§ What the task requires
From the first line of the listing below, retype each line up to and including the one with "box: [19, 428, 450, 488]"; pictures stay out.

§ Information given
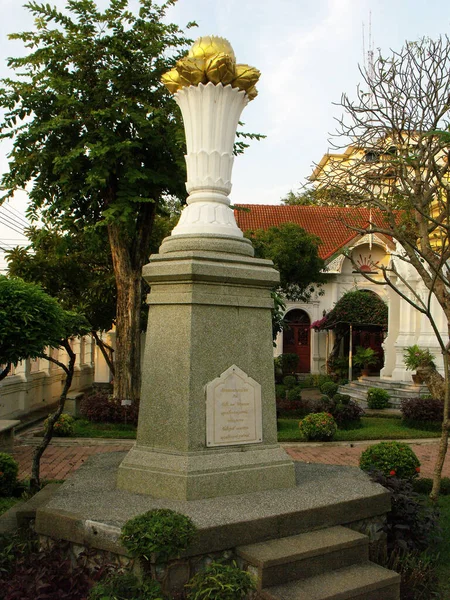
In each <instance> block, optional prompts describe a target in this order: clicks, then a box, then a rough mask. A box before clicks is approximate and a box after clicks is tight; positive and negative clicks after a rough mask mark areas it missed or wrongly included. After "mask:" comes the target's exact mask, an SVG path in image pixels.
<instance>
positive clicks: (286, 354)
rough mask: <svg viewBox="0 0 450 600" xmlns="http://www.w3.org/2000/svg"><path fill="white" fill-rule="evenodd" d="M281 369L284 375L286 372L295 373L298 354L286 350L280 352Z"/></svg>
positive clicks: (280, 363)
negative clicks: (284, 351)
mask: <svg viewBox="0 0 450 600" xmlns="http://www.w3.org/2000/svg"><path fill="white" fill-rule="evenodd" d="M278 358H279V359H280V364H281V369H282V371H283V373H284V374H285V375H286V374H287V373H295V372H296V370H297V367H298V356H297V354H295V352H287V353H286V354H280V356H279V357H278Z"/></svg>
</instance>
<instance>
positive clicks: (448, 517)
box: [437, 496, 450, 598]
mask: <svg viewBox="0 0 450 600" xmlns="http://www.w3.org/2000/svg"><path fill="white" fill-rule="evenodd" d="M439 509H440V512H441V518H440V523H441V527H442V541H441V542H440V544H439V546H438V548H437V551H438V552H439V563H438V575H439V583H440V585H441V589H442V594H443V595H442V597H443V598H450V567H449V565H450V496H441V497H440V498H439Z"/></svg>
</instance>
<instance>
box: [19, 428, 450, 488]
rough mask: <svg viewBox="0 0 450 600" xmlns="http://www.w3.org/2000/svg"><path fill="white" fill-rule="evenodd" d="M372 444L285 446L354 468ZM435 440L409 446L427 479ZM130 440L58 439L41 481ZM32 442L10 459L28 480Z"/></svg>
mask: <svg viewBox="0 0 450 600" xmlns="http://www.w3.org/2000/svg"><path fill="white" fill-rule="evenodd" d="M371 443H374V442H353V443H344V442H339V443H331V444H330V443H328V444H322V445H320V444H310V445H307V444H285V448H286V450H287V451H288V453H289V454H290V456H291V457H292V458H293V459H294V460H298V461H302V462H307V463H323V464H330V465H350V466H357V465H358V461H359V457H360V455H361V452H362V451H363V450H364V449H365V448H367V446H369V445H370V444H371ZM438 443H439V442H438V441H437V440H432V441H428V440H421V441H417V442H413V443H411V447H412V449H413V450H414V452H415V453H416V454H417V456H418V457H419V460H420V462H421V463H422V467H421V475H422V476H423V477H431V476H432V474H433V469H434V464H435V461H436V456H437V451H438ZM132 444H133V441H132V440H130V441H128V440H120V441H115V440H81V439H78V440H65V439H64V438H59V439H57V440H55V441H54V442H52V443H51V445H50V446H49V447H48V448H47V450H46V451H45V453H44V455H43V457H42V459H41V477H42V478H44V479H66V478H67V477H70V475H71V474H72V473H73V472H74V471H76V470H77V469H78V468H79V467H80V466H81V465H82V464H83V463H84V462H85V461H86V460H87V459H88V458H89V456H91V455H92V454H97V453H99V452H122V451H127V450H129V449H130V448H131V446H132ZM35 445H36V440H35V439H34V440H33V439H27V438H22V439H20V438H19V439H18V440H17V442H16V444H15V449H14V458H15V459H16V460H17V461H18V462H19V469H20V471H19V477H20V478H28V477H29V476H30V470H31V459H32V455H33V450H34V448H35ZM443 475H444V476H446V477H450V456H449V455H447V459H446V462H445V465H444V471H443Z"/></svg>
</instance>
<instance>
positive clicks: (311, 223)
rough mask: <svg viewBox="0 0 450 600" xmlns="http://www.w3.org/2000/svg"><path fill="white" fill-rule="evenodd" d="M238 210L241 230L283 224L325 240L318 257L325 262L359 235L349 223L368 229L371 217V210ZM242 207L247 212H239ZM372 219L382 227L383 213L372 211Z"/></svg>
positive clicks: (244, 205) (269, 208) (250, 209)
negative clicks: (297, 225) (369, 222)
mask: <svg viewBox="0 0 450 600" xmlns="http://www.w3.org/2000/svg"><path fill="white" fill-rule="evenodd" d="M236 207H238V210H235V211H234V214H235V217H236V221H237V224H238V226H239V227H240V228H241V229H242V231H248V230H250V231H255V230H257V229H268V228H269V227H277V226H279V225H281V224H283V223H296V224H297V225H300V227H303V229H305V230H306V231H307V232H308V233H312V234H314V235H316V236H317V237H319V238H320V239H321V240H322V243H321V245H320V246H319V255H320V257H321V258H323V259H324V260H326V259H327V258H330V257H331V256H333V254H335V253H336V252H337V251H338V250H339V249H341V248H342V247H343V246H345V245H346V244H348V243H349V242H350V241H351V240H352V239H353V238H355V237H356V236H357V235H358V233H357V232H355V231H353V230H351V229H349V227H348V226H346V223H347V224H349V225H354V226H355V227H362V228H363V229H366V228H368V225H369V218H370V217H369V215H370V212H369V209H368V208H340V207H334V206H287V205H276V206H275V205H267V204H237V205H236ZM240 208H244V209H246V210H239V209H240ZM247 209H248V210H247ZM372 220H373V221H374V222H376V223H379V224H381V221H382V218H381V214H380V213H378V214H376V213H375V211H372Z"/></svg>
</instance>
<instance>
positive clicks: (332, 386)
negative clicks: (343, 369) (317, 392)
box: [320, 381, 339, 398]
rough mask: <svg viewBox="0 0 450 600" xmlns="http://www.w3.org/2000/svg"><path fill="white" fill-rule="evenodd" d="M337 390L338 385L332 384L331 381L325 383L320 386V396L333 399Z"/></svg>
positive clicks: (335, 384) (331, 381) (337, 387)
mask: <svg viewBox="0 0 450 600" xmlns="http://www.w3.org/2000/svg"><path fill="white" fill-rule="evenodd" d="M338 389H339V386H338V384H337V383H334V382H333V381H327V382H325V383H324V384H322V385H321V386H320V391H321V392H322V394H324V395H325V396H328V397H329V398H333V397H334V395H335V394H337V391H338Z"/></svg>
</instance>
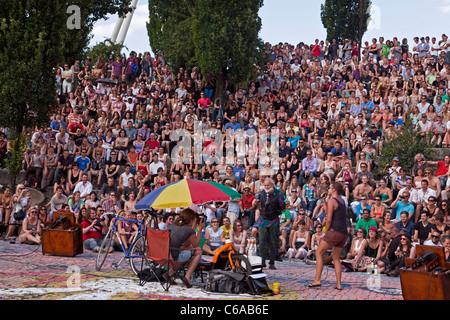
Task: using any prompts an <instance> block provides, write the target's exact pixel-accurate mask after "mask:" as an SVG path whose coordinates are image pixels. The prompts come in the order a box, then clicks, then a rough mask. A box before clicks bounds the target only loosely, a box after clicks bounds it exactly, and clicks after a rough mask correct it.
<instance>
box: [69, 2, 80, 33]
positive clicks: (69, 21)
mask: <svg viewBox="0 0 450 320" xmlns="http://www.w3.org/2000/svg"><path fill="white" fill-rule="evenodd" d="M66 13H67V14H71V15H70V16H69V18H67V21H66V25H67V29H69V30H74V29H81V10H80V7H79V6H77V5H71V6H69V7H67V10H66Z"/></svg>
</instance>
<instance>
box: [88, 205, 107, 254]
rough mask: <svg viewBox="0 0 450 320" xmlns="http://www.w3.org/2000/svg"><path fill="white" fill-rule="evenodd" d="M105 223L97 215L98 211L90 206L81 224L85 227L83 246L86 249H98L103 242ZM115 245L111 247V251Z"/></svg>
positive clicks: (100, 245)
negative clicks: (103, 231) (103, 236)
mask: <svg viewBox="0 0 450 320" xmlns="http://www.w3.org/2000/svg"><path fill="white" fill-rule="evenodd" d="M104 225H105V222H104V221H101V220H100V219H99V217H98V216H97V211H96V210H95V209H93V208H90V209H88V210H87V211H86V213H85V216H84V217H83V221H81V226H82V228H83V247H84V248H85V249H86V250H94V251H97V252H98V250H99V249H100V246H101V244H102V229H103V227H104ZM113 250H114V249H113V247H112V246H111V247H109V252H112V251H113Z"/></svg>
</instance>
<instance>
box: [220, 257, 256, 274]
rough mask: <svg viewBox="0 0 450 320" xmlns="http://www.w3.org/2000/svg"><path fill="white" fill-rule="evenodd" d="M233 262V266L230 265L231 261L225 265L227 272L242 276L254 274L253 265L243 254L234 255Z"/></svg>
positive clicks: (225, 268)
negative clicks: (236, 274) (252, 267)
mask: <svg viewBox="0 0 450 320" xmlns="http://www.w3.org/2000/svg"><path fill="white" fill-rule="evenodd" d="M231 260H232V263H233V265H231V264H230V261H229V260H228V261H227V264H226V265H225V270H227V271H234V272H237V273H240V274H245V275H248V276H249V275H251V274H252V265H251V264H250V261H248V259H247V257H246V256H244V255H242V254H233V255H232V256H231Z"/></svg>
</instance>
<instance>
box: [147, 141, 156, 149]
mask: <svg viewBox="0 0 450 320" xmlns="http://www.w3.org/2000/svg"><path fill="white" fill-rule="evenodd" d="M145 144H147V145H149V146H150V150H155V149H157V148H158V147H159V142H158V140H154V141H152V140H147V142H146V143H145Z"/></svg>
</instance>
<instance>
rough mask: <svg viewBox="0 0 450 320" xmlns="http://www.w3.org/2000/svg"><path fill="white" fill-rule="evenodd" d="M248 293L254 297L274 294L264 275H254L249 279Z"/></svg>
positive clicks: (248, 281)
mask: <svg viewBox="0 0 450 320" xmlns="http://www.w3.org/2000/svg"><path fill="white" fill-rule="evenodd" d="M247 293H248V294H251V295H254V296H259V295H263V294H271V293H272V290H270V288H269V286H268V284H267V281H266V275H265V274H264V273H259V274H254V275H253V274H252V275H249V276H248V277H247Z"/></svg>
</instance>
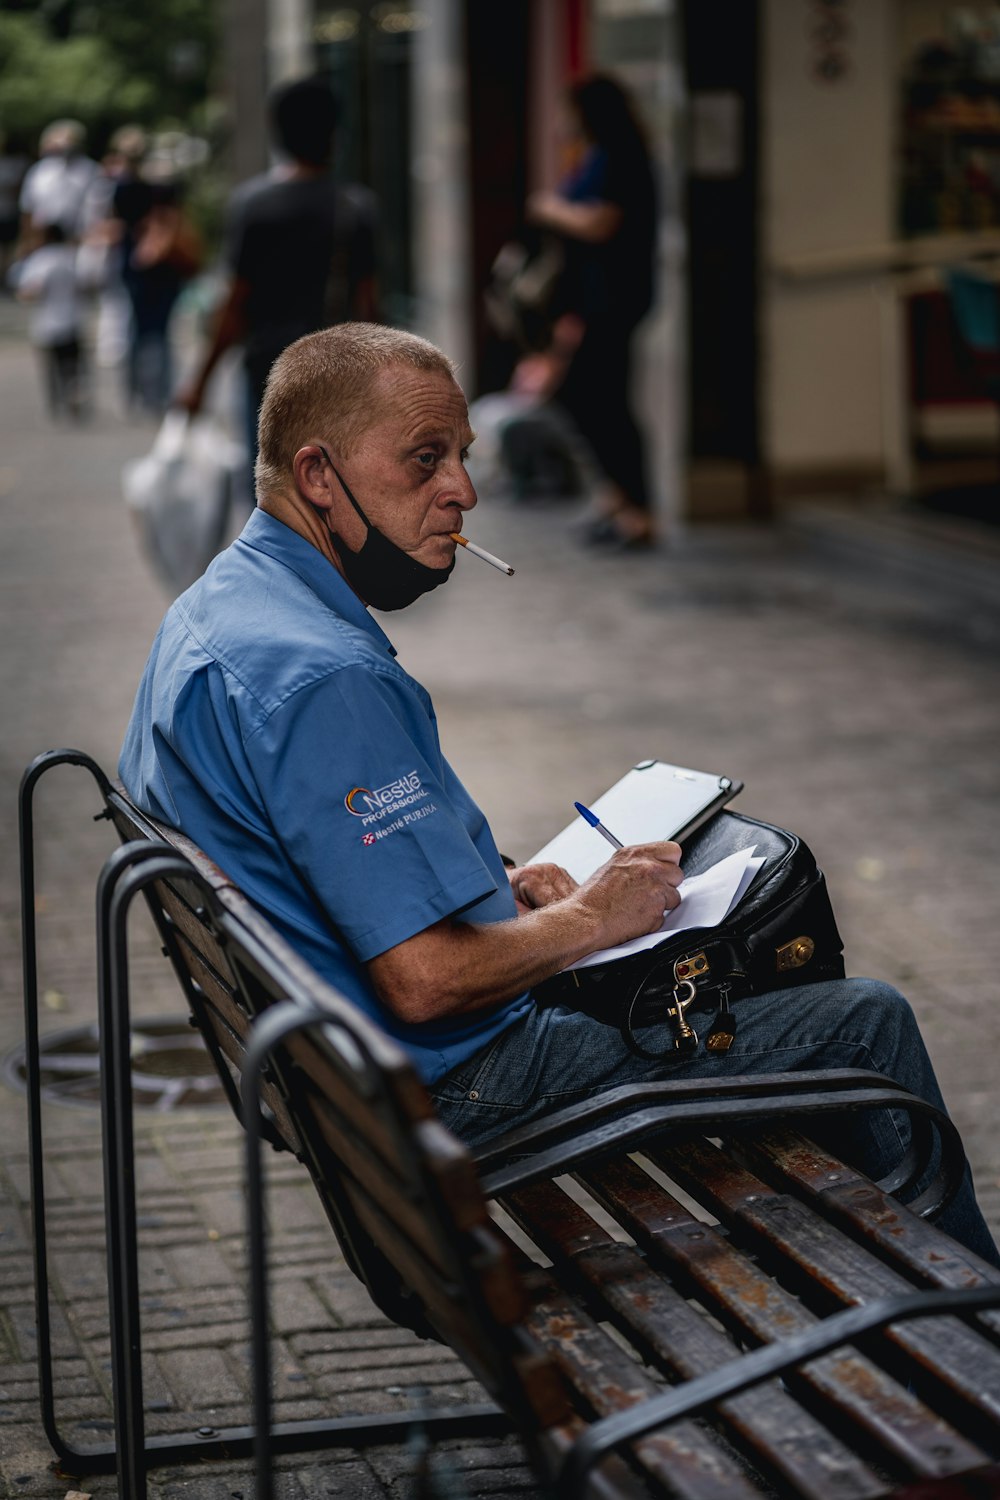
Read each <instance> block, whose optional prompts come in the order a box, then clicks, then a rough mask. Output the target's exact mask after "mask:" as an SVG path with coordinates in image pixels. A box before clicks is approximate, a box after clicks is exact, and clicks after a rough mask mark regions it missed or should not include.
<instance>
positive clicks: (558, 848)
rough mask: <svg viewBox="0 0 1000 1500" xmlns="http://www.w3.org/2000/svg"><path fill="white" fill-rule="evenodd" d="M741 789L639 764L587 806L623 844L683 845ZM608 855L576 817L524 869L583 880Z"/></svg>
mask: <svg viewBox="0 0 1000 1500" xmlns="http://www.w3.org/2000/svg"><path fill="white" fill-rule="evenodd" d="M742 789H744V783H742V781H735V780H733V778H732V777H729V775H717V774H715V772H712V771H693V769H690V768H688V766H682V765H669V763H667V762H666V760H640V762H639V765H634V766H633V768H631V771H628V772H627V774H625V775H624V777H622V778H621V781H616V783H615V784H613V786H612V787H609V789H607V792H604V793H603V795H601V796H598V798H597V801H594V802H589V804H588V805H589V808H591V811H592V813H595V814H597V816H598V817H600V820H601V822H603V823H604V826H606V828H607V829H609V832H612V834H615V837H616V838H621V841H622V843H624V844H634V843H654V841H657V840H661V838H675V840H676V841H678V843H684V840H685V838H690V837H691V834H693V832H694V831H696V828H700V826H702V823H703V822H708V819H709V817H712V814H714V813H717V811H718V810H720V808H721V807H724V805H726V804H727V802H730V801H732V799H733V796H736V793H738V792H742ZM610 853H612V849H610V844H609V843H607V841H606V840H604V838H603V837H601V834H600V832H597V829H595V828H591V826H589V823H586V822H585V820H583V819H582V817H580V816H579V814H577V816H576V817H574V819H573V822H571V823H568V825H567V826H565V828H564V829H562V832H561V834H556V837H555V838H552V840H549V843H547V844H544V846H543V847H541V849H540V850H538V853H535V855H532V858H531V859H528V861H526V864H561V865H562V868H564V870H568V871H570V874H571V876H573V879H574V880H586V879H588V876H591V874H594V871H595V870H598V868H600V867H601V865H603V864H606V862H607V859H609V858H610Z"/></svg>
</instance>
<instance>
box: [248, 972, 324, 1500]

§ Written answer
In each <instance> block, optional prompts describe a target in this order: clicks, then a box, then a rough mask. A box before clicks is approximate and a box after clicks is tight; positive and negative clicks after a rough mask mark areas it missed or wrongly included. After "mask:" comes the target's exact mask, an SVG path in image pixels.
<instance>
positive clicks: (286, 354)
rough mask: <svg viewBox="0 0 450 600" xmlns="http://www.w3.org/2000/svg"><path fill="white" fill-rule="evenodd" d="M281 369L284 375L286 372L295 373L298 354L286 350L280 352Z"/></svg>
positive clicks: (280, 363)
negative clicks: (284, 351)
mask: <svg viewBox="0 0 450 600" xmlns="http://www.w3.org/2000/svg"><path fill="white" fill-rule="evenodd" d="M278 358H279V359H280V364H281V369H282V371H283V373H284V374H285V375H286V374H287V373H295V372H296V370H297V367H298V356H297V354H295V352H287V353H286V354H280V356H279V357H278Z"/></svg>
</instance>
<instance>
positive clicks: (448, 517)
box: [437, 496, 450, 598]
mask: <svg viewBox="0 0 450 600" xmlns="http://www.w3.org/2000/svg"><path fill="white" fill-rule="evenodd" d="M439 509H440V512H441V518H440V523H441V527H442V541H441V542H440V544H439V546H438V548H437V551H438V552H439V563H438V575H439V583H440V585H441V589H442V594H443V595H442V597H443V598H450V567H449V565H450V496H441V497H440V498H439Z"/></svg>
</instance>
<instance>
box: [19, 428, 450, 488]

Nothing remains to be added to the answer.